*** Opening PAGE TEXT ***

SheSpeaks CEO, Aliza Freud, Talks Influencers with Cynopsis Media
With 74 percent of consumers relying on social media to inform their purchasing decisions (ODM Group) and 90 percent of consumers trusting peer product recommendations (Nielsen), it’s no wonder that brands have flocked to influencers for help. Our CEO Aliza Freud, an expert on word-of-mouth marketing, sat down with Cynopsis Media to discuss trends in influencer marketing
Cynopsis: How would you define an influencer?
Aliza: They can be large or small in terms of audience size, but all influencers have one thing in common: when they provide opinions, information or perspective, others take notice and potentially act on it. At SheSpeaks, we categorize influencers based on a number of criteria, including: a) size of audience; b) social platform of influence e.g., blog, Twitter, Facebook, Instagram, YouTube; c) quality of engagement with audience (i.e. does their audience engage with them and act on their recommendations?); d) quality of content they create.
Cynopsis: Brands seek to use influencers as promotional tools, especially on blogging sites and YouTube. Why?
Aliza: The combination of diminishing returns from traditional forms of advertising and the power of consumer recommendations at scale is what has really tipped the balance. After all, consumers love hearing what people like them think about a product or service. Recommendations from a friend or someone you know is the number-one way to influence consumer purchases way ahead of a brand’s advertising or promotion. For brands, that begs the question, “Why am I focusing on pushing my banner ad when I can use influencer content at scale and get better results?”

*** Closing PAGE TEXT ***
*** Opening DATA EXCERPTS ***

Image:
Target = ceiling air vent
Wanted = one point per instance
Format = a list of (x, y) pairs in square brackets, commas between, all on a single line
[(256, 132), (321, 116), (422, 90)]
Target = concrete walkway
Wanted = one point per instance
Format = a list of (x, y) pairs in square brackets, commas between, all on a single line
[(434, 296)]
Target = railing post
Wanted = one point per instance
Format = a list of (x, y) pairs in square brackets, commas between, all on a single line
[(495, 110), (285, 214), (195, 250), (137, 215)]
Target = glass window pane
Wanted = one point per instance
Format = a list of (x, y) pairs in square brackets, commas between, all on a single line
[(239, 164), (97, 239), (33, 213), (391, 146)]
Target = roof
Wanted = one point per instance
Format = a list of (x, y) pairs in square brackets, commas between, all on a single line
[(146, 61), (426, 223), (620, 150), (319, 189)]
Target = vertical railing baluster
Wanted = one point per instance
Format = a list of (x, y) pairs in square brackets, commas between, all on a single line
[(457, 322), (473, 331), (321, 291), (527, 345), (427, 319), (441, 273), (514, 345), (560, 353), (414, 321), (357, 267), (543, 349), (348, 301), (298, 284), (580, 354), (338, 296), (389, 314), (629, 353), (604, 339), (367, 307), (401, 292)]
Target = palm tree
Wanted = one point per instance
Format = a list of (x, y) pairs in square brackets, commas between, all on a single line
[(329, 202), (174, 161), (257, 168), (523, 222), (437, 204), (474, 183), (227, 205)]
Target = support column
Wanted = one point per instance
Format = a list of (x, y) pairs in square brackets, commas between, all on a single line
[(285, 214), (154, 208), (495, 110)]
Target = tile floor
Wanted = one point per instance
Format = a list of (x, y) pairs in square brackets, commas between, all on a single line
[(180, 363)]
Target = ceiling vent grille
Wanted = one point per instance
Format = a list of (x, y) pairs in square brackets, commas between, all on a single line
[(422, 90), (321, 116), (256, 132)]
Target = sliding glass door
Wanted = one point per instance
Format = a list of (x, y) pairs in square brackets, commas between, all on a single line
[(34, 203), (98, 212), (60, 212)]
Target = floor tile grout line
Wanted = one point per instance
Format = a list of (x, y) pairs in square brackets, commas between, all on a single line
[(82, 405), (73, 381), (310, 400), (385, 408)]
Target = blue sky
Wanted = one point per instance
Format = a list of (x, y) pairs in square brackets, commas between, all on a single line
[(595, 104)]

*** Closing DATA EXCERPTS ***

WORK INSTRUCTION A>
Summarize the influencer marketing interview in two sentences.
WORK INSTRUCTION B>
Rename "Instagram" as "TikTok" in the influencer marketing interview, giving the passage starting at "Aliza: They can" and ending at "content they create.".
WORK INSTRUCTION C>
Write what comes next in the influencer marketing interview, picking up after its final sentence.

RESPONSE AREA A>
SheSpeaks CEO Aliza Freud, an expert on word-of-mouth marketing, told Cynopsis Media that influencers can have large or small audiences, but others take notice and may act when they share opinions. She said brands have turned to them because traditional advertising yields diminishing returns and recommendations from people consumers know are the top way to influence purchases.

RESPONSE AREA B>
Aliza: They can be large or small in terms of audience size, but all influencers have one thing in common: when they provide opinions, information or perspective, others take notice and potentially act on it. At SheSpeaks, we categorize influencers based on a number of criteria, including: a) size of audience; b) social platform of influence e.g., blog, Twitter, Facebook, TikTok, YouTube; c) quality of engagement with audience (i.e. does their audience engage with them and act on their recommendations?); d) quality of content they create.

RESPONSE AREA C>
Cynopsis: More and more brands see women as influencers. Why?
Aliza: Women are driving the explosion of social media. They index higher in usage of social platforms like Facebook, Twitter, Pinterest and Instagram, and they also drive more engagement and usage on these platforms. Combine that with the fact that women also love to share stories about products and services they use, and you have a powerful tool. Smart brands have realized that socially savvy women can create compelling stories and content about their products and services, and that they have an interested audience.
Cynopsis: So how can brands influence influencers?
Aliza: At the end of the day, it’s the basic recipe for any relationship: reach out, be respectful, engage and respond, have a dialogue.
Cynopsis: What brands use influencers well?
Aliza: The entertainment business has excelled with influencers. Game of Thrones (HBO) is a great example of this. They provided creative assets and content to their “super fans:” they then created awesome content that went viral.